- _TEKS YANG DIBERIKAN_:

++++++++++++++++++++

Syariah Islam
memandang perkara ekonomi menjadi 2 bagian. Pertama: Ilmu Ekonomi;
berhubungan dengan soal bagaimana suatu barang atau jasa diproduksi,
misalnya teknik industri, manajemen atau pengembangan sumberdaya baru.
Islam tidak mengatur secara khusus tentang ilmu ekonomi. Kedua: Sistem Ekonomi; berhubungan
dengan pengurusan soal pemuasan kebutuhan dasar tiap individu di dalam
masyarakat serta upaya mewujudkan kemakmurannya. Inilah obyek dari
sistem ekonomi Islam.
Pilar
Sistem Ekonomi Islam (SEI) meliputi: (1) konsep kepemilikan; (2)
pengelolaan kepemilikan; (3) distribusi kekayaan di antara individu.
Islam mengatur sedemikian rupa kepemilikan yang memungkinkan individu
untuk memuaskan kebutuhannya seraya tetap menjaga hak-hak masyarakat.
Islam membagi kepemilikan menjadi 3: milik pribadi; milik umum; milik
negara.
Pengelolaan
kepemilikan harus dijalankan sesuai dengan ketentuan syariah. Islam
mendorong warga Negara Khilafah, baik lelaki maupun wanita, baik Muslim
maupun kafir zhimmi, untuk mengelola kepemilikannya, mengejar
keuntungan tanpa hambatan dan memuaskan kebutuhan mereka; tanpa harus
mengakibatkan ekploitasi ataupun korupsi yang ditimbulkan dari
aktivitas mereka. Islam juga mendorong pemberian sedekah, hibah,
pinjaman tanpa riba dsb. Sebaliknya, Islam melarang penumpukan
kekayaan, pemborosan atau pembelanjaan untuk mengejar hal-hal yang
haram.
Distribusi
kekayaan dan kemakmuran di dalam masyarakat adalah faktor kritis dalam
menentukan kecukupan sumberdaya bagi masyarakat untuk memenuhi
kebutuhan mereka. Oleh karena itulah Islam menjadikan distribusi
barang/jasa sebagai problem utama ekonomi. Bagi mereka yang tidak mampu
memenuhi kebutuhannya, negara (Khilafah) mengurusi mereka dengan
kekayaan yang terkumpulkan dari harta milik umum, harta milik negara
dan zakat yang dibayarkan oleh rakyat. Berdasarkan paradigma ini Islam
telah menetapkan politik ekonomi dan mekanisme ekonomi untuk menjamin
kesejahteraan umat manusia, sekaligus menjamin kemajuan serta
pertumbuhan yang berkeadilan yang disertai dengan pemerataan.

++++++++++++++++++++

- _ISI DATA_:
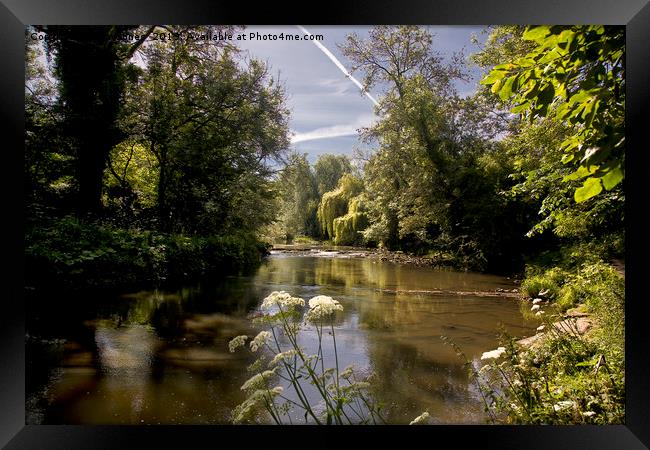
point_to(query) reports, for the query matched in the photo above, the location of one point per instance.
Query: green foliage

++++++++++++++++++++

- _LANGKAH PENGERJAAN_:
[1] Tolong jelaskan dalam satu sampai tiga kalimat mengapa, menurut teks tentang sistem ekonomi Islam, Islam menjadikan distribusi barang/jasa sebagai problem utama ekonomi.
[2] Sebutkan semua jenis kepemilikan yang dibedakan dalam teks tentang sistem ekonomi Islam.
[3] Dalam teks tentang sistem ekonomi Islam, bagian perkara ekonomi mana yang tidak diatur Islam secara khusus?

- _JAWABAN LATIHAN_:
[1] Distribusi kekayaan dan kemakmuran di dalam masyarakat merupakan faktor kritis dalam menentukan kecukupan sumber daya bagi masyarakat untuk memenuhi kebutuhan mereka. Karena itulah Islam menjadikan distribusi barang/jasa sebagai problem utama ekonomi.

[2] Milik pribadi, milik umum, dan milik negara.

[3] Ilmu ekonomi.